◆ DOCUMENT SECTION ◆
————————

Whilst an employer cannot physically stab you in the arm with a vaccine (this would be a criminal offence!) it could be argued that an employer requiring an employee to have a vaccine would be reasonable.
Of course, any employer deciding to insist on requiring their employees to have a vaccine should take legal advice because there is a significant risk that claims could be made against the employer, especially if employees who refuse will then face disciplinary action or dismissal as a result.
Employers must ensure that employees are safe in the workplace. They may say that the refusal to follow their request to get the vaccine could be a failure to follow reasonable management instructions. This would be particularly relevant where employees were not able to work from home or socially distance in their work environment. If the employee was, for example, a healthcare worker or someone who worked with vulnerable people the argument that the vaccine was required would be stronger again. If, however, the employee could and was able to work from home having little to no contact with other employees or clients, the argument for a mandatory vaccine being reasonable would be much weaker. As you can see, this would need to be dealt with on a case-by-case basis and the reasons for refusal would need to be carefully investigated.
An employer may decide to take the position that if an employee refuses to get the vaccine then they will dismiss them. There is nothing to stop a dismissal from taking place but an employee, who has been employed for more than 2 years, may then be able to bring a claim for unfair dismissal. The employee could argue that the dismissal was unfair and unreasonable because unless it is a term of an employees contract, employers can only request that the employee gets the vaccine and a policy that says ‘vaccine or dismissal’, would effectively be forcing the employee to have the vaccine. Employees may also say it is unfair because their employer has not looked at any alternatives for them, such as a different role or working from home. They could further argue that such a policy would breach their rights under Article 8 of the Human Rights Act 1998.

————————

◆ DATASET EXCERPTS ◆
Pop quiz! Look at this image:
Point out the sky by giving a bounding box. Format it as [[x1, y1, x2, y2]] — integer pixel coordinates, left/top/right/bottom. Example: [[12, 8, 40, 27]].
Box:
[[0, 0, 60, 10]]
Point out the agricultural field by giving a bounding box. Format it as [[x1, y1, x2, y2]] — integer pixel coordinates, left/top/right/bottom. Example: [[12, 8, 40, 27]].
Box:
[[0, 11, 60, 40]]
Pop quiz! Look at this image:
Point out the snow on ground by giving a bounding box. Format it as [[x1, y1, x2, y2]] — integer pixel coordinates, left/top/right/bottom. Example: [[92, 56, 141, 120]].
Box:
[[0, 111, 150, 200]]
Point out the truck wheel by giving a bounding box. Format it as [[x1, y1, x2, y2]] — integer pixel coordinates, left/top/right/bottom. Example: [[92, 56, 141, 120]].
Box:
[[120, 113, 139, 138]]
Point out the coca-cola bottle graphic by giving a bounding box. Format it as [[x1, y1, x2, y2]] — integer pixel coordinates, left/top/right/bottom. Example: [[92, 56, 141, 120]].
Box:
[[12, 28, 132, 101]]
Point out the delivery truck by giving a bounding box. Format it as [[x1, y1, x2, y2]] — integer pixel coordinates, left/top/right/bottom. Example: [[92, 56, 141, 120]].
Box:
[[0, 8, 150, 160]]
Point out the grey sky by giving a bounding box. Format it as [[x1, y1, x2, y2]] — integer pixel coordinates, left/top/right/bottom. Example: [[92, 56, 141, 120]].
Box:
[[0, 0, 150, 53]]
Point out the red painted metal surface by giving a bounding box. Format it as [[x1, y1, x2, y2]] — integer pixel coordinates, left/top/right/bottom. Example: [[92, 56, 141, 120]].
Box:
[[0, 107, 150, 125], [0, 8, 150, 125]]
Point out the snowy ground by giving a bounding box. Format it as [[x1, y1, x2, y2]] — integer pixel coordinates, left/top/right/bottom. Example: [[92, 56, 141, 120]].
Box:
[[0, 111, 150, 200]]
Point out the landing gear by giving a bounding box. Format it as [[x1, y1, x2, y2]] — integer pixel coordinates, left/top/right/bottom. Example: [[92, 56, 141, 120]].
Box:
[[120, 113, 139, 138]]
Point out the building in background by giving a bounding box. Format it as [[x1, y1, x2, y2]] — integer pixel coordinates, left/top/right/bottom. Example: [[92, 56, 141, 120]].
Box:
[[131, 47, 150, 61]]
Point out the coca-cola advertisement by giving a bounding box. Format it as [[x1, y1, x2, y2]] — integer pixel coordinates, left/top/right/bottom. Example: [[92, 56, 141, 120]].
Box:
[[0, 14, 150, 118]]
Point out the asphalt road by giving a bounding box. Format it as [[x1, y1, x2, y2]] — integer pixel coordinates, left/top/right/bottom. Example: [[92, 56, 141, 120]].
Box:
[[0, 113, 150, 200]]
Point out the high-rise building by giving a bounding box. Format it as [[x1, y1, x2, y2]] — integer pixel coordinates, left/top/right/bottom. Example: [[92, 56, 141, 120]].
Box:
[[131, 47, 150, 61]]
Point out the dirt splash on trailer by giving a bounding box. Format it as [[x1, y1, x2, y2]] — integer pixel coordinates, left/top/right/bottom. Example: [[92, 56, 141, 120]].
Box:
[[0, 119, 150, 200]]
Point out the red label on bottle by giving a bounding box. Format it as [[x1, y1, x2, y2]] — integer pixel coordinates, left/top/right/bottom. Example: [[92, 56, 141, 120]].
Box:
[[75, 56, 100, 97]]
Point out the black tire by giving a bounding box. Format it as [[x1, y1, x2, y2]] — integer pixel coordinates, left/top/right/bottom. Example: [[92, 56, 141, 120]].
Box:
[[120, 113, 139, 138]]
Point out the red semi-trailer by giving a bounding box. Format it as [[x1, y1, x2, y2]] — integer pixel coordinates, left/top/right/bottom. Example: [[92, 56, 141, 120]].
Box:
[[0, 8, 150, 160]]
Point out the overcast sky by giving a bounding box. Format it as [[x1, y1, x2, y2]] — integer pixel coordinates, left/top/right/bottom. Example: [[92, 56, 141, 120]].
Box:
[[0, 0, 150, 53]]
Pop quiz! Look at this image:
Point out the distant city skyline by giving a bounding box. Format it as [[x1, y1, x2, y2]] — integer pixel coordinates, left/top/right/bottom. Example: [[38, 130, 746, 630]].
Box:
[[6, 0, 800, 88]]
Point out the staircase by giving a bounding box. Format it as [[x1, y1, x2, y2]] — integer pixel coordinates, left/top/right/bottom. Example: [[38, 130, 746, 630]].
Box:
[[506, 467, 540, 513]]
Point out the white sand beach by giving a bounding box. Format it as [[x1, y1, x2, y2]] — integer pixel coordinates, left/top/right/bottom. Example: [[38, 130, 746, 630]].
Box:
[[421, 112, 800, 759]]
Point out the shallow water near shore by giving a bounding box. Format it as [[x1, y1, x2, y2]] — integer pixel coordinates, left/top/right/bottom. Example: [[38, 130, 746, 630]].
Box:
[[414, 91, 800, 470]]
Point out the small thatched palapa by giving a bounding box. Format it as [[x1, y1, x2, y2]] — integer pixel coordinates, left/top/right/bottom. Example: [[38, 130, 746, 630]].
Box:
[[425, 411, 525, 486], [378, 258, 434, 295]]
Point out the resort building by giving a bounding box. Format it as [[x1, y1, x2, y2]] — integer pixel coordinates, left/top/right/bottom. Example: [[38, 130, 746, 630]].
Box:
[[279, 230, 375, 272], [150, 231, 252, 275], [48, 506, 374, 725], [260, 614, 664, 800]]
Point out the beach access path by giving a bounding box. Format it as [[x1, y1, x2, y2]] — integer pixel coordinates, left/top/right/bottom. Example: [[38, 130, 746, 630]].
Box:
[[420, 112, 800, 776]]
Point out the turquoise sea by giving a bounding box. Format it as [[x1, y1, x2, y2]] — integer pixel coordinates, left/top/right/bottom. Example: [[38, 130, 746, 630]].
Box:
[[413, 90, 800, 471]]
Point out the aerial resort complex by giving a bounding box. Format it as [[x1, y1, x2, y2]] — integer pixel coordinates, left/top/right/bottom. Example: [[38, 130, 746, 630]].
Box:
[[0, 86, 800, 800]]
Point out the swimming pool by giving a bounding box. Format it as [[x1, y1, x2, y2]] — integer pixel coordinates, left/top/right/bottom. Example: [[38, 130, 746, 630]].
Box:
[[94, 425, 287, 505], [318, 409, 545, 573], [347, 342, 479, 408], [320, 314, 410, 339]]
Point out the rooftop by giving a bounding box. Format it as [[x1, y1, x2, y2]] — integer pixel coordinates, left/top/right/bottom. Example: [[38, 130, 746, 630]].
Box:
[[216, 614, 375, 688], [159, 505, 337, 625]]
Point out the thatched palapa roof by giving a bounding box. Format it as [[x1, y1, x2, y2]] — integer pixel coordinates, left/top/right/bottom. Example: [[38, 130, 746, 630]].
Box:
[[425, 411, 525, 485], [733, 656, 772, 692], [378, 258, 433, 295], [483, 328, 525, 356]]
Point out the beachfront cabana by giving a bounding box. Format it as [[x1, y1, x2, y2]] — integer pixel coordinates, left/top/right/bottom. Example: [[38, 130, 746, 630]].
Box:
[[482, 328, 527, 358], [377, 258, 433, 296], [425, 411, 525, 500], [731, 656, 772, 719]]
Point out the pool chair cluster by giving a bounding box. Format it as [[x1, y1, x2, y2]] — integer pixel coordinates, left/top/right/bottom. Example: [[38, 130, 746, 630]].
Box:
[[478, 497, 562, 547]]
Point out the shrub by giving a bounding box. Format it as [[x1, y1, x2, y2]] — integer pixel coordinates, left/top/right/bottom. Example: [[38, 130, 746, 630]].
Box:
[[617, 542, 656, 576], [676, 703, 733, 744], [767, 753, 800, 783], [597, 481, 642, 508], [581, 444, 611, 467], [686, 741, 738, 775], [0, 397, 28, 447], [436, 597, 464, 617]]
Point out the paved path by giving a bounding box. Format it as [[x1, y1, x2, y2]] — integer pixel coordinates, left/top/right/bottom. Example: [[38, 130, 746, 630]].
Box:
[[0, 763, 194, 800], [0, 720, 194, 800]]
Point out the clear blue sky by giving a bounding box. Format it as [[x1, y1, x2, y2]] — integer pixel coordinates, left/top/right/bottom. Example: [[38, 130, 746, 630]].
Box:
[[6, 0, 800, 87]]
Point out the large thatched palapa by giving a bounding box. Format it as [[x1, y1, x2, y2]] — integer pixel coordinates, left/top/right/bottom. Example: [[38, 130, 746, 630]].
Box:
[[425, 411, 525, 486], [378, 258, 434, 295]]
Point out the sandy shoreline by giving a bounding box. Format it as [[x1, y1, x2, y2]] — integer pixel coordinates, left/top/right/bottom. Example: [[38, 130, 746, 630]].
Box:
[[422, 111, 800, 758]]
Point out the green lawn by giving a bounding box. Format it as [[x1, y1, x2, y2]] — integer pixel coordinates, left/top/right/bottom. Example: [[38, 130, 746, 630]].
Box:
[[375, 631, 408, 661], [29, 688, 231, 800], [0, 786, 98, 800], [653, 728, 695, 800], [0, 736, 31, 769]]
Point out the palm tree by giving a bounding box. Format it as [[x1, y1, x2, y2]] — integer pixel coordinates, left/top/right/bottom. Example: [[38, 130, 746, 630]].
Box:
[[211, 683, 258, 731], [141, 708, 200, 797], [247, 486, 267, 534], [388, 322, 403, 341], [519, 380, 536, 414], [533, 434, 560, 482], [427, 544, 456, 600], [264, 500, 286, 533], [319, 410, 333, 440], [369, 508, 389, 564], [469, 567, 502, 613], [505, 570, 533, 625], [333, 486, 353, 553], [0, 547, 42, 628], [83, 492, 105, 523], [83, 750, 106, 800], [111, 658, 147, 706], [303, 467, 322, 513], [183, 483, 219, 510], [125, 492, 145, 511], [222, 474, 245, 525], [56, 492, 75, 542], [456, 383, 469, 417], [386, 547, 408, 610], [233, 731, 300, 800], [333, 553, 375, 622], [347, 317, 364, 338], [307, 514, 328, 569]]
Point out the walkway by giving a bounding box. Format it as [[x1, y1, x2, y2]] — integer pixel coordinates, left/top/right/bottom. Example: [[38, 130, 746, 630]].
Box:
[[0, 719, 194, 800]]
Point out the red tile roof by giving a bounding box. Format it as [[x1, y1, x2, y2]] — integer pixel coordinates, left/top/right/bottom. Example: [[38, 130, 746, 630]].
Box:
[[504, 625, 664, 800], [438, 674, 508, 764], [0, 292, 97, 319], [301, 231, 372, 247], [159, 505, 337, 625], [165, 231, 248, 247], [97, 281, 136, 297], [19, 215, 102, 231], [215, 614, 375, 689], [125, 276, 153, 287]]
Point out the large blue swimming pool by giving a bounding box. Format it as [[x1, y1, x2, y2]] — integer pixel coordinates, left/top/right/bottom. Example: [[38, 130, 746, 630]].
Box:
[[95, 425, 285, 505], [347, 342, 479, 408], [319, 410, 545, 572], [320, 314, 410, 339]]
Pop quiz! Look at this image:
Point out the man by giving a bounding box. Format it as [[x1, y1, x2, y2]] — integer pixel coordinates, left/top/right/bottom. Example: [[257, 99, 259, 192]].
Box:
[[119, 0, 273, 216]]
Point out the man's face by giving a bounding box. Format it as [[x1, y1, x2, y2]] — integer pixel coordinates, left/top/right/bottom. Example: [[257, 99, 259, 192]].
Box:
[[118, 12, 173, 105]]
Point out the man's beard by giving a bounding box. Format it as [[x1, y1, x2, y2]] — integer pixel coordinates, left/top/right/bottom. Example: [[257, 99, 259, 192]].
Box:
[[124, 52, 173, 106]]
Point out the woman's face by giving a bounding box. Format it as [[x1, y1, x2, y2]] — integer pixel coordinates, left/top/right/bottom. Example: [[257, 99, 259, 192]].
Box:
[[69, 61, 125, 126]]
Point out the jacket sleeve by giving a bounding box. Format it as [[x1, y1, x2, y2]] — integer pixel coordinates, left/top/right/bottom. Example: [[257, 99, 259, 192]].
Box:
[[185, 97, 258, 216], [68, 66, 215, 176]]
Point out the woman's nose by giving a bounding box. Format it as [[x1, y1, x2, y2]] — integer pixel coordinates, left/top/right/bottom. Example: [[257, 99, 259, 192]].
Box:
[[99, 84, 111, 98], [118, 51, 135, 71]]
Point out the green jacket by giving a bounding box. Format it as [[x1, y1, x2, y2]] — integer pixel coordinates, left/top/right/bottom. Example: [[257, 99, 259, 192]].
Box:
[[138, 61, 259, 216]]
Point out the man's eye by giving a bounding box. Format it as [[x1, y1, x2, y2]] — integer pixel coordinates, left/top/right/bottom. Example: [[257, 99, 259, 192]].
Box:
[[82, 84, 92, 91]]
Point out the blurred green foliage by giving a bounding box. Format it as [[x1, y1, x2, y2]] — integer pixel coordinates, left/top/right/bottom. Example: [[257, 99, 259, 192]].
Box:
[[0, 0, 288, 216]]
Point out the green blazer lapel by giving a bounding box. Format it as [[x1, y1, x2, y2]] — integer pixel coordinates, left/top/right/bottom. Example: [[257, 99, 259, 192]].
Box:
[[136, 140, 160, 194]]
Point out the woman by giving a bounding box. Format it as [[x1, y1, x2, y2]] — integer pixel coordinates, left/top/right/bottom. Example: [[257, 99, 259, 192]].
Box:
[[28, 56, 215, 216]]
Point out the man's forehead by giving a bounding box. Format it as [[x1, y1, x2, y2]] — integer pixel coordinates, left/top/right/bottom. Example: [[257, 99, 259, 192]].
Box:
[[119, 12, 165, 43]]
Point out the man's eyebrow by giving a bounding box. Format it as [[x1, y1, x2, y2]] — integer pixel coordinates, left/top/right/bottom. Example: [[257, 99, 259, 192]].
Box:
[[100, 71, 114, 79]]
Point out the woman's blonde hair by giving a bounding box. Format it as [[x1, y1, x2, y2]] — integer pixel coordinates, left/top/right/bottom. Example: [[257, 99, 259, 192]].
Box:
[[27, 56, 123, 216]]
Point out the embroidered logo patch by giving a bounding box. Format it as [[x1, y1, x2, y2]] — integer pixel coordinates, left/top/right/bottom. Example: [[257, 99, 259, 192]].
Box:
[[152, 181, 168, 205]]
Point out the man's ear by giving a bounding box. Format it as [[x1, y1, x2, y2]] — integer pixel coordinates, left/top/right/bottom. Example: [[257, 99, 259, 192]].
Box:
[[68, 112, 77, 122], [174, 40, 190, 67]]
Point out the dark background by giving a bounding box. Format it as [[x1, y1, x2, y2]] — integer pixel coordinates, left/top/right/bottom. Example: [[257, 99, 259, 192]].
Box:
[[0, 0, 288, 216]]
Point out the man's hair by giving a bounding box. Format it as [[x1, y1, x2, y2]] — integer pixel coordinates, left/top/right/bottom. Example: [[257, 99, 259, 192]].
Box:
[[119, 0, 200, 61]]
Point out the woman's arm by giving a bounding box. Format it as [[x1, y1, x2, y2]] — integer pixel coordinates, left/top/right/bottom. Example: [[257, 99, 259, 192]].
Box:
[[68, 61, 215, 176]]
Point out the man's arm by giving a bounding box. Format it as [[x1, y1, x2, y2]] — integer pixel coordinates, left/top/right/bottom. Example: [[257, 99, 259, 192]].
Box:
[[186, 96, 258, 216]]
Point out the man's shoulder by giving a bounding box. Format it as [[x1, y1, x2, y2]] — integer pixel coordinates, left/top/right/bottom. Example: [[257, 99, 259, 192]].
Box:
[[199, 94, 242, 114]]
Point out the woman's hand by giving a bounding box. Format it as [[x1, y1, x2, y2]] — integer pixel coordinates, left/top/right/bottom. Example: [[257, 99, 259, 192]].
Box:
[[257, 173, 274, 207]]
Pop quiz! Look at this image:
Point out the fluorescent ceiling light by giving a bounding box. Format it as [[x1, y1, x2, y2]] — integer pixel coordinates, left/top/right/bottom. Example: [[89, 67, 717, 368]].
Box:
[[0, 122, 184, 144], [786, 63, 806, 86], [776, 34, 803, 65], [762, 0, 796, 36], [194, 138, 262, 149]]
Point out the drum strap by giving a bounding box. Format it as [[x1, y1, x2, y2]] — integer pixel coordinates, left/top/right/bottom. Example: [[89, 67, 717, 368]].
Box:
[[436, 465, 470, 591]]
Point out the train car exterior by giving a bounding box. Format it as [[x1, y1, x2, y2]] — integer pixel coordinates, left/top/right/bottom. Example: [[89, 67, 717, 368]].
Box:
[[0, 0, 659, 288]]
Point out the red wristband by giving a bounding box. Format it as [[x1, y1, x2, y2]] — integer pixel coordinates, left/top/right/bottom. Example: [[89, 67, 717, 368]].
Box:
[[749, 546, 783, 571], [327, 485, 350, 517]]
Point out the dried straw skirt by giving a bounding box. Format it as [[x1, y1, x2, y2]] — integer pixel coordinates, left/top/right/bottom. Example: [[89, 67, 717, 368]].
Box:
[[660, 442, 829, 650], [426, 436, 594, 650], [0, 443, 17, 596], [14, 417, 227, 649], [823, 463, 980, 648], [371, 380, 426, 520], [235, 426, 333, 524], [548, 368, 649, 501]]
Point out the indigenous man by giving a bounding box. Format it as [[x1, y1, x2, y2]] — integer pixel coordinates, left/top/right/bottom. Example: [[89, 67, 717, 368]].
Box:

————————

◆ YOUR GOAL ◆
Can you resume the piece on employers requiring employees to get a vaccine, picking up after its final sentence? The lines above have nothing to do with the piece on employers requiring vaccination.

◆ SOLVED EXERCISE ◆
Employers might also have to deal with situations where employees are refusing the vaccine for legitimate reasons such as pregnancy or disability. If the employer dismissed someone in this situation then the employee could be able to bring a claim for discrimination under the Equality Act 2010. It is important to note that being worried or hesitant about having the vaccine would not be a protected characteristic.
There is nothing stopping employers from encouraging their employees to get vaccinated. This could be in the form of encouraging their employees to get the vaccine when offered it by the NHS or by offering to pay for their employees to get the vaccine privately, though this is not anticipated to be something that will be available in the UK to allow free and fair access to the vaccine.
If employers do want to require their employees to have vaccines, they should consider this on a case-by-case basis. It is also not as easy as simply writing a vaccine clause into all new employee’s contracts, blanket vaccination policies could be indirectly discriminatory if they cannot be justified. There will be different circumstances to take into account for each employee and employers will need ensure they have looked at all the alternative options for their employees prior to dismissing them or refusing to hire them.